## Instructions to follow
Copy every line of the items below verbatim, from the first item through the last.
[START]
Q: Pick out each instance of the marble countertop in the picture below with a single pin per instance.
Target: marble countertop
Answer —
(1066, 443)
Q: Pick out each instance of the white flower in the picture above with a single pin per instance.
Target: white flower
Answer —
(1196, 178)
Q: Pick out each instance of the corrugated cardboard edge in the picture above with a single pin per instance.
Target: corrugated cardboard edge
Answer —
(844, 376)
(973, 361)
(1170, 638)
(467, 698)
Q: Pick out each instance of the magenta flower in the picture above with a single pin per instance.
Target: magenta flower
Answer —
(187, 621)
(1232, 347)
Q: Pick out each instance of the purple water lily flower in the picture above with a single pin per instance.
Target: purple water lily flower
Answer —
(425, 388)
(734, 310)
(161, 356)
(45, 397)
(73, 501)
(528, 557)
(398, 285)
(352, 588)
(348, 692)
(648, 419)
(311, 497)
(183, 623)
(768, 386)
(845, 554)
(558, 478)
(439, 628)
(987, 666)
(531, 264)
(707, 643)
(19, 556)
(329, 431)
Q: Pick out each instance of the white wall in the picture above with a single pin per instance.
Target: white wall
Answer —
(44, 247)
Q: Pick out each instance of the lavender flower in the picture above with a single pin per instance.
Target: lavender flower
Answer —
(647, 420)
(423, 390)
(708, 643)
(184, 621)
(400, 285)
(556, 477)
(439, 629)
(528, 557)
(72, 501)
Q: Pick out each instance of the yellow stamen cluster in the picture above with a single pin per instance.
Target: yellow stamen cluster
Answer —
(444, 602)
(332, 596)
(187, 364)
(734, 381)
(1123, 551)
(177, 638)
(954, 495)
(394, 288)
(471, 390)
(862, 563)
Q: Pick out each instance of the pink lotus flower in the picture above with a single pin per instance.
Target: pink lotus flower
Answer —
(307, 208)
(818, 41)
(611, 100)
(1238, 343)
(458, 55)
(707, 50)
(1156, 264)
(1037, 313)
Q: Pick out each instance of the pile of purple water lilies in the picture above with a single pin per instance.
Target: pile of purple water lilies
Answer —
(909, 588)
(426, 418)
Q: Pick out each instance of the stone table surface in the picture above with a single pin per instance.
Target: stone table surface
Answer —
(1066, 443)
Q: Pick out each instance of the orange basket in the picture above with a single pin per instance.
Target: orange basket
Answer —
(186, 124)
[END]
## Reply
Q: Pick out each instance of the marble countertop in the picture below with a single pin per instance.
Target: marble countertop
Answer —
(1066, 443)
Q: Pick out each instance of the white flower in the picture above with a single pin per instance.
Target: white flower
Answer —
(1196, 178)
Q: Pick out each instance of the corrugated cardboard edge in the picture above with a single pin per instance.
Target: corrugated cardboard edge
Answer —
(844, 376)
(973, 361)
(1170, 638)
(467, 698)
Q: Pick out each instance of the magenta flower in the picture above with a single pin per instance.
Target: magenta flower
Answer —
(187, 621)
(1232, 347)
Q: Pick out each instance of the purple water lily flower in the picture above with a single pin per instance.
Target: purple water lily flower
Answer —
(425, 388)
(734, 310)
(161, 356)
(45, 397)
(73, 501)
(528, 557)
(398, 285)
(352, 588)
(348, 692)
(648, 419)
(311, 497)
(183, 623)
(768, 386)
(845, 554)
(558, 478)
(439, 628)
(987, 666)
(531, 264)
(707, 643)
(19, 556)
(329, 431)
Q: Pick out each instance of the white wall in the picture above with a single pin per instance.
Target: white wall
Answer —
(44, 247)
Q: Pick out each instance of the lavender flower in the picture above with a single pin per instance.
Target: lavender flower
Answer —
(647, 420)
(423, 390)
(708, 643)
(184, 621)
(400, 285)
(556, 477)
(439, 629)
(528, 557)
(72, 501)
Q: Pick out each instance of the yellow stamen cluster in the picture above with a single pin per instance.
Target: yellow stamen cluster
Answer —
(444, 602)
(332, 596)
(187, 364)
(734, 381)
(1123, 551)
(177, 638)
(954, 495)
(394, 288)
(471, 390)
(862, 563)
Q: Pick out each instance of the pink lotus flower in the picture above with a single pin per instance.
Target: pink lotus flower
Answer —
(307, 208)
(818, 41)
(611, 100)
(1238, 343)
(458, 55)
(707, 50)
(1156, 264)
(1037, 313)
Q: Pick out each instance of the pile of purple water lilies in the picture above with a single pin per instance.
Target: pile of purple water lilies
Answer —
(909, 588)
(426, 418)
Q: Pick out each instance of the stone table surface in the picture above with a single pin per instance.
Target: stone table surface
Answer —
(1066, 443)
Q: Pick out each instance of the orange basket in the picture above with a single pin per instance.
Target: orange basket
Answer —
(186, 124)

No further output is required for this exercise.